Return every line of the data below verbatim, with no omissions or changes.

» **LISTED ENTRIES**
+-------+
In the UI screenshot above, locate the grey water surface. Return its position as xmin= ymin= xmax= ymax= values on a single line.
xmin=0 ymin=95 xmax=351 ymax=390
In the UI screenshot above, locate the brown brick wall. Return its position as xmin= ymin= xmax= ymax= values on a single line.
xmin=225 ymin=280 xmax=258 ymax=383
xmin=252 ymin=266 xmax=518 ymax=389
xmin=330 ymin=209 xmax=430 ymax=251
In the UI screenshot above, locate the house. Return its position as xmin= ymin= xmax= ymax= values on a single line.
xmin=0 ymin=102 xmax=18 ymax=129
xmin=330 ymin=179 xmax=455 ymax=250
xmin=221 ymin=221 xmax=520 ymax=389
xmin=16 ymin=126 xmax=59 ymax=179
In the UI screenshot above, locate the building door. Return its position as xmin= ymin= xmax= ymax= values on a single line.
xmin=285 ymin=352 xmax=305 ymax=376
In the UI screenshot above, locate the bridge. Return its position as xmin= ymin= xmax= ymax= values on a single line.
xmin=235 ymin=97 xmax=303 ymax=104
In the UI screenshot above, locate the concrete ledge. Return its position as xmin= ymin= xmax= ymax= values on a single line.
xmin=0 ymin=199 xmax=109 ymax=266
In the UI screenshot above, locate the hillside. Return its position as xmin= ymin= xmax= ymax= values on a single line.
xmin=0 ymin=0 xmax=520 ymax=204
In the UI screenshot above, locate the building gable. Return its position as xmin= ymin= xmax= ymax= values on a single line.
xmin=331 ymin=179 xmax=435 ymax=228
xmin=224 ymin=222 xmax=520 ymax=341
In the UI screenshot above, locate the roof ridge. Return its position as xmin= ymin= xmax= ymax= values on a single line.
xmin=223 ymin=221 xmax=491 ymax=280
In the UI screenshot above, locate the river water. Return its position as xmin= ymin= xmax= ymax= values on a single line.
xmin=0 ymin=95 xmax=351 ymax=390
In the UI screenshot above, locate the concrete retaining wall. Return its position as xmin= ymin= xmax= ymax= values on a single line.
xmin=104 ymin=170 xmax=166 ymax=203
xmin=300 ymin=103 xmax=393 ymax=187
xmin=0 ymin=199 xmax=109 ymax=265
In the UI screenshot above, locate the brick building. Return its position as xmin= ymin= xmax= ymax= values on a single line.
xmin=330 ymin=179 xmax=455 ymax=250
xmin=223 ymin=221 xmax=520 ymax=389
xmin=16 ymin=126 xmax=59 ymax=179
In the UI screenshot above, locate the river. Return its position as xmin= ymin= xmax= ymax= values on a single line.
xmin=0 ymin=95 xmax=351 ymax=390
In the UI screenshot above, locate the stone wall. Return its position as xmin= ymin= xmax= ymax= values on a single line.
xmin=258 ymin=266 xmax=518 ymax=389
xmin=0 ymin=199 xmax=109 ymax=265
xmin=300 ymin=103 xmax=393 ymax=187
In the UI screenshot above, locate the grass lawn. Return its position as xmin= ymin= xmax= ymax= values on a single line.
+-------+
» **FINAL RESULT**
In the UI screenshot above, locate the grey water surface. Return its position as xmin= ymin= xmax= ymax= values on a single line.
xmin=0 ymin=95 xmax=351 ymax=390
In the UI screenshot above, locate the brown brick wall. Return its position as xmin= ymin= xmax= ymax= values on a single line.
xmin=225 ymin=280 xmax=258 ymax=383
xmin=252 ymin=266 xmax=518 ymax=389
xmin=330 ymin=209 xmax=430 ymax=251
In the UI screenshot above, locate the house. Return its position as xmin= ymin= xmax= ymax= values on a single line.
xmin=0 ymin=102 xmax=18 ymax=129
xmin=330 ymin=179 xmax=455 ymax=250
xmin=221 ymin=221 xmax=520 ymax=389
xmin=16 ymin=126 xmax=59 ymax=179
In the UI screenshot above, locate the building door. Return its position as xmin= ymin= xmax= ymax= values on a single line.
xmin=285 ymin=352 xmax=305 ymax=376
In the UI screenshot above, locate the bridge. Return its position as xmin= ymin= xmax= ymax= values on a single line.
xmin=235 ymin=97 xmax=303 ymax=104
In the UI screenshot above, locate the concrete ledge. Return its position as xmin= ymin= xmax= ymax= values on a single line.
xmin=0 ymin=199 xmax=109 ymax=266
In the UI screenshot above, locate the hillside. Return its position as xmin= ymin= xmax= ymax= values on a single line.
xmin=0 ymin=0 xmax=520 ymax=204
In the UI screenshot above, locate the building gable. Return its position as xmin= ymin= xmax= ymax= values on a single line.
xmin=331 ymin=179 xmax=435 ymax=228
xmin=224 ymin=222 xmax=520 ymax=341
In the UI screenshot above, locate the roof ridge. Return its position as xmin= ymin= xmax= ymax= values on a single line.
xmin=223 ymin=221 xmax=491 ymax=280
In the UI screenshot above, locate the river water. Return its position as xmin= ymin= xmax= ymax= values on a single line.
xmin=0 ymin=95 xmax=351 ymax=390
In the UI screenshot above, locate the concrete retaining wall. Return its position as xmin= ymin= xmax= ymax= values on a single line.
xmin=104 ymin=170 xmax=166 ymax=203
xmin=300 ymin=103 xmax=393 ymax=187
xmin=0 ymin=199 xmax=109 ymax=265
In the UI screenshot above, locate the brick building. Return its position as xmin= ymin= xmax= ymax= values on a single line.
xmin=330 ymin=179 xmax=455 ymax=250
xmin=223 ymin=221 xmax=520 ymax=389
xmin=16 ymin=126 xmax=59 ymax=179
In the UI screenshot above, locate the river. Return its position as xmin= ymin= xmax= ymax= values on a single line.
xmin=0 ymin=95 xmax=351 ymax=390
In the UI screenshot above, locate the stone wall. Return its position as xmin= ymin= xmax= ymax= values on a single line.
xmin=258 ymin=266 xmax=518 ymax=389
xmin=0 ymin=199 xmax=109 ymax=265
xmin=300 ymin=103 xmax=393 ymax=187
In the UI screenshot above, locate the grass lawn. Return its position as xmin= ymin= xmax= ymax= values on a single line.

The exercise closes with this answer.